**** Фрагмент текста

Можно утверждать, что большинство дел дворян, обвиненных в государственных преступлениях (особенно в оказывании «непристойных слов»), имеют своими источниками именно донос крепостного, причем этот крепостной руководствовался не только желанием получить свободу, что вполне естественно для человека, но и довольно низменными мотивами: стремлением любым путем навредить своему барину, желанием запугать его. Так, донос дворового лакея стал причиной больших несчастий княгини А.П. Волконской, принадлежавшей к верхушке русского общества. В 1727 г. за соучастие в деле Толстого — Девьера А.Д. Меншиков сослал ее в подмосковную деревню Дедово, откуда она тайно выезжала в Москву и другие места для встречи со своими друзьями. Княгине прислуживала крепостная — горничная Домна, которая во время ареста и обыска в петербургском доме госпожи незаметно подобрала отброшенное Волконской под стал письмо. Вернув после обыска это важное письмо хозяйке, Домна вдруг стала проситься на волю. Волконская же боялась, что горничная где-нибудь проболтается о своей находке, и, приехав в Дедово, поспешила выдать Домну замуж за своего верного человека — кучера, который тайно, вопреки указу о ссылке, и вывозил барыню из Дедова Этого кучера люто ненавидел лакей — брат Домны, знавший о письме и других проделках барыни. Брат Домны отправился в Москву и донес на Волконскую. В итоге княгиню сослали в монастырь, а изветчикам выдали «вольные письма» (800, 955–958).

********

- Короткое задание:
Куда, согласно фрагменту о доносах крепостных на дворян, А.Д. Меншиков сослал княгиню А.П. Волконскую в 1727 г.? Следующий далее список — отдельный материал, с текстом он не связан.

**** Выдержка данных

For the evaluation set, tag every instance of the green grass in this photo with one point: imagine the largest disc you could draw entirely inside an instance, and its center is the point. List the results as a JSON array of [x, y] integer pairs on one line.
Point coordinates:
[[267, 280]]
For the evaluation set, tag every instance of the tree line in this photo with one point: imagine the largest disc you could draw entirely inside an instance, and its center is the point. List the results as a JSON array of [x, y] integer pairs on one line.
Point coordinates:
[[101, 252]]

********

- Ответ с разбором:
В подмосковную деревню Дедово.